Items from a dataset
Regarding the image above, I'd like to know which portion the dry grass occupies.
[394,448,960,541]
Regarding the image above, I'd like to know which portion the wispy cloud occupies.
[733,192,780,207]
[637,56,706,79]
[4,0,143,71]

* _EXERCISE AIM_
Can you write out every line of the material above without changing a thing?

* _FULL SOLUTION_
Regarding the image above, I'd like to know which portion the dry grass occupies.
[394,448,960,541]
Regarding the image above, I'd like to know which portion the wispy cloud occupies.
[733,192,780,207]
[637,56,706,79]
[4,0,143,71]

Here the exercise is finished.